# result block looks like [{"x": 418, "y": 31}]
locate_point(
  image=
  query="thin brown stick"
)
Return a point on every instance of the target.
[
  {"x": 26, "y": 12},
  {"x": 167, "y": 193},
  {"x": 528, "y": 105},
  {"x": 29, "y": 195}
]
-*-*-
Write out the listing above exactly as it appears, line for line.

# result block looks like [{"x": 418, "y": 31}]
locate_point(
  image=
  query="thin brown stick"
)
Return a point on every instance of the target.
[
  {"x": 26, "y": 12},
  {"x": 167, "y": 193},
  {"x": 528, "y": 105},
  {"x": 29, "y": 195}
]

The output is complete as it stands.